- _What the task asks_
A word-for-word restatement of the data is what is needed.

- _Material shown_
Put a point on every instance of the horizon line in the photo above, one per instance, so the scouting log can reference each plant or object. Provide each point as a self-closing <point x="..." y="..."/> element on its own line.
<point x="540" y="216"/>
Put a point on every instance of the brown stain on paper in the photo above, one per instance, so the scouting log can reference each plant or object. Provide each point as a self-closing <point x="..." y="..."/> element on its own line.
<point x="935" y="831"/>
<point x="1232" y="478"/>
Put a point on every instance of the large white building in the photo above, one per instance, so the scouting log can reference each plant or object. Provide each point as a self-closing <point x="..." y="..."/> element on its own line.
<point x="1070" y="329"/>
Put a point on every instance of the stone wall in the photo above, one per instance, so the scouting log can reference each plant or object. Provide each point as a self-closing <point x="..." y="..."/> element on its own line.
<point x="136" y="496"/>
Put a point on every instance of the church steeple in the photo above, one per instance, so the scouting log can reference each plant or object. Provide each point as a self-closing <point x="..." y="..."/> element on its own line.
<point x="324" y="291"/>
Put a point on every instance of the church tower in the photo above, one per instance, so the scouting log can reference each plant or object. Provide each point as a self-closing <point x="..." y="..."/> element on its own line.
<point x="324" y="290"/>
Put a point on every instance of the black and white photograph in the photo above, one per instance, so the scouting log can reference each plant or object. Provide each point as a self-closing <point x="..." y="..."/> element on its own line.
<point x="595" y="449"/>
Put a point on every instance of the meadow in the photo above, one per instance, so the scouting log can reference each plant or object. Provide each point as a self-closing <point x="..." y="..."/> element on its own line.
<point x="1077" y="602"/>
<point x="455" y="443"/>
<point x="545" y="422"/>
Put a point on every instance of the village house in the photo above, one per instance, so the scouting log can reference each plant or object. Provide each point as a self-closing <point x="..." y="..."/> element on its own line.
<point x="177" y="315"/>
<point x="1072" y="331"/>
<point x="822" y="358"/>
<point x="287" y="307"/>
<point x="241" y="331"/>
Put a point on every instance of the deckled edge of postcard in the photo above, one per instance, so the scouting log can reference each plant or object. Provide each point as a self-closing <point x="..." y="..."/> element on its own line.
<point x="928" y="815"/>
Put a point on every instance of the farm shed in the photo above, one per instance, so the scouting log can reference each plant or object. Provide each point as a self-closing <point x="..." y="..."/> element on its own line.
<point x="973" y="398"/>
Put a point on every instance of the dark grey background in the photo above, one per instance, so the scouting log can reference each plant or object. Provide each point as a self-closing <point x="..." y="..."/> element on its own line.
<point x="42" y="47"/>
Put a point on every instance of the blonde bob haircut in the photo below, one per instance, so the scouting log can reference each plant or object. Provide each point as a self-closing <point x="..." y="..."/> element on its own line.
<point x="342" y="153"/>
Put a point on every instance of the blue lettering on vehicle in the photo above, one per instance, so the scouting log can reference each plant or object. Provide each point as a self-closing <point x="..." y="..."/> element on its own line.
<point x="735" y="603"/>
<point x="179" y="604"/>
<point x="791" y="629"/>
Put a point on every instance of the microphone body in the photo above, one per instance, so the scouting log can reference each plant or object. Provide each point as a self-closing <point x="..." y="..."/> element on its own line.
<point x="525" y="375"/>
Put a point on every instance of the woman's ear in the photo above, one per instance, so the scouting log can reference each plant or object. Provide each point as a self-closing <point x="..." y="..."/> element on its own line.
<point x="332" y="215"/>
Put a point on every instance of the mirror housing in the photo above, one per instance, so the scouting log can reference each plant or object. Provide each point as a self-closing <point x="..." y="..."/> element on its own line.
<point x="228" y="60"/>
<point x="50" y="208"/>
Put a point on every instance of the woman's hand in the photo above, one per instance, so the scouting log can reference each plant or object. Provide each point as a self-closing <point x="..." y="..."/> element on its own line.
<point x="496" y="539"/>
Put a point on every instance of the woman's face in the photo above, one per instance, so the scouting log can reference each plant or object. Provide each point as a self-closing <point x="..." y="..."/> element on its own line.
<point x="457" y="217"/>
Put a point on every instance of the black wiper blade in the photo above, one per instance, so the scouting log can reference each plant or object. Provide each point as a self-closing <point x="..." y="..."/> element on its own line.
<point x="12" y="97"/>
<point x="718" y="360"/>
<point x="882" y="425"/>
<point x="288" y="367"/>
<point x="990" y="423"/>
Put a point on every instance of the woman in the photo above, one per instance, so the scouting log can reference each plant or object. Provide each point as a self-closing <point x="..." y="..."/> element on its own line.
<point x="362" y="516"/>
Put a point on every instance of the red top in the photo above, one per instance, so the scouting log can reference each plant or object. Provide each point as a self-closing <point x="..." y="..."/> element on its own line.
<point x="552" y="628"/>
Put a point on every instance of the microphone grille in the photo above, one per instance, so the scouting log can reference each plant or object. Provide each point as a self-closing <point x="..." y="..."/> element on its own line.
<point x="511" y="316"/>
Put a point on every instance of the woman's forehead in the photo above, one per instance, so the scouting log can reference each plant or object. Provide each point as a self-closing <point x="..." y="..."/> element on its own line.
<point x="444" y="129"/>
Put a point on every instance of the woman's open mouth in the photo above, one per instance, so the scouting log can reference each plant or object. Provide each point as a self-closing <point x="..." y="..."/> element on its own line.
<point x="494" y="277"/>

- _Response area_
Put a point on every instance of the horizon line in the photo above, one per instance, so the scouting log can reference each plant or object. Provide each point as a self-closing <point x="..." y="..."/> element on its own line.
<point x="540" y="216"/>
Put a point on every instance of the brown stain on paper in the photo above, one per instance, so the scouting log can reference each plant or object. Provide each point as a self-closing <point x="..." y="..."/> element on its own line.
<point x="935" y="831"/>
<point x="1232" y="478"/>
Put a point on every instance of the large white building in the photo above, one per instance, so the scouting log can reference each plant or object. Provide each point as a self-closing <point x="..." y="..."/> element on its own line.
<point x="1070" y="329"/>
Put a point on every instance of the stone wall in the photo above, one per instance, so the scouting log can reference each plant or object. Provide each point as a self-closing <point x="..." y="..."/> element on its own line.
<point x="136" y="496"/>
Put a point on every instance of the church steeple in the photo above, one per instance, so the scouting log can reference each plant or object. Provide each point as a self-closing <point x="..." y="..."/> element on its own line.
<point x="324" y="291"/>
Put a point on every instance of the church tower in the photo above, one per instance, so the scouting log can reference each plant or object. Provide each point as a self-closing <point x="..." y="..."/> element on its own line.
<point x="324" y="290"/>
Put a point on every instance of the black and white photograph in the photo above, one per instance, so the scouting log can reference each plant or object. Provide each point as a self-closing <point x="..." y="..."/> element on its own line.
<point x="595" y="449"/>
Put a point on every instance of the meadow in the photo above, one per instance, so the scouting log can reference each plant or object. Provide each point as a self-closing <point x="..." y="..."/> element on its own line.
<point x="1077" y="602"/>
<point x="455" y="443"/>
<point x="545" y="422"/>
Put a point on every instance of the village house in the photo above, one per instance, so the scouting log can reference each plant or object. Provide each point as a self-closing <point x="..." y="..."/> element on its own line.
<point x="177" y="315"/>
<point x="1072" y="331"/>
<point x="822" y="358"/>
<point x="287" y="307"/>
<point x="241" y="331"/>
Put a point on every instance of the deckled edge of postcard in the photo above, one per instance, so the scouting log can reference each plant or object. Provide each point as a self-closing <point x="..." y="..."/> element on its own line.
<point x="928" y="815"/>
Put a point on every instance of the farm shed in the photo above, one per instance, so the scouting log can reference each plant or object. Provide each point as a self-closing <point x="..." y="..."/> element on its own line.
<point x="973" y="398"/>
Put a point on every instance of the dark grey background in the photo above, one per instance, so the scouting log can reference each plant or object. Provide each point as a self-closing <point x="..." y="..."/> element on its own line.
<point x="42" y="47"/>
Put a point on every instance of the blonde bob haircut in the photo below, one per instance, so the scouting log can reference each plant or object. Provide each point as a self-closing <point x="..." y="..."/> element on its own line.
<point x="342" y="153"/>
Put a point on every instance of the blue lettering on vehicle in the photo above, one per instance, so the scouting log can reference each plant or object. Provide each point as a self-closing <point x="..." y="..."/> element on its own line.
<point x="735" y="603"/>
<point x="179" y="604"/>
<point x="791" y="629"/>
Put a point on every instance of the microphone body in the photo above, one per instance, so the scouting log can reference each plant or object. Provide each point as a self-closing <point x="..." y="..."/> element on its own line.
<point x="525" y="375"/>
Put a point on every instance of the woman's ear in the photo above, one per instance, so the scouting log can reference each plant or object. Provide each point as a self-closing <point x="..." y="..."/> element on its own line.
<point x="332" y="215"/>
Put a point on every instance of the mirror housing in the photo above, one per instance, so the scouting log can reference each plant or object. Provide each point as a self-closing <point x="..." y="..."/> element on its own line.
<point x="228" y="60"/>
<point x="50" y="208"/>
Put a point on every instance of the woman's hand in the photo above, one per instance, so the scouting log can reference each plant or object. Provide each point as a self-closing <point x="..." y="..."/> element on its own line.
<point x="496" y="539"/>
Put a point on every instance of the woman's face in the photo above, one per instance, so the scouting log can reference each plant or object. Provide each point as a self-closing <point x="..." y="..."/> element on its own line.
<point x="457" y="217"/>
Put a point on every instance of the black wiper blade in the photo above, one per instance, so the scouting log can reference each plant or object. Provide each point as a self-closing <point x="..." y="..."/> element on its own line.
<point x="12" y="97"/>
<point x="718" y="360"/>
<point x="882" y="425"/>
<point x="288" y="367"/>
<point x="990" y="423"/>
Put a point on every instance of the woman in the photo above, one per instance, so the scouting log can reference each plant or object. Provide each point as a self-closing <point x="..." y="..."/> element on its own line.
<point x="362" y="516"/>
Put a point on every instance of the red top in the photo above, one per instance, so the scouting log can reference each plant or object. Provide each point as a self-closing <point x="..." y="..."/> element on its own line.
<point x="552" y="628"/>
Put a point on every instance of the microphone grille in the photo above, one per instance, so the scouting log can reference each plant or object. Provide each point as a self-closing <point x="..." y="..."/> element on its own line.
<point x="511" y="316"/>
Put a point on every instance of the woman's forehead in the photo above, one per instance, so the scouting log can reference each plant or object. Provide each point as a self-closing <point x="..." y="..."/> element on its own line.
<point x="444" y="129"/>
Put a point on every instance of the woman's open mouth in the photo above, one per instance, so the scouting log can reference each plant or object. Provide each point as a self-closing <point x="..." y="..."/> element on its own line.
<point x="494" y="277"/>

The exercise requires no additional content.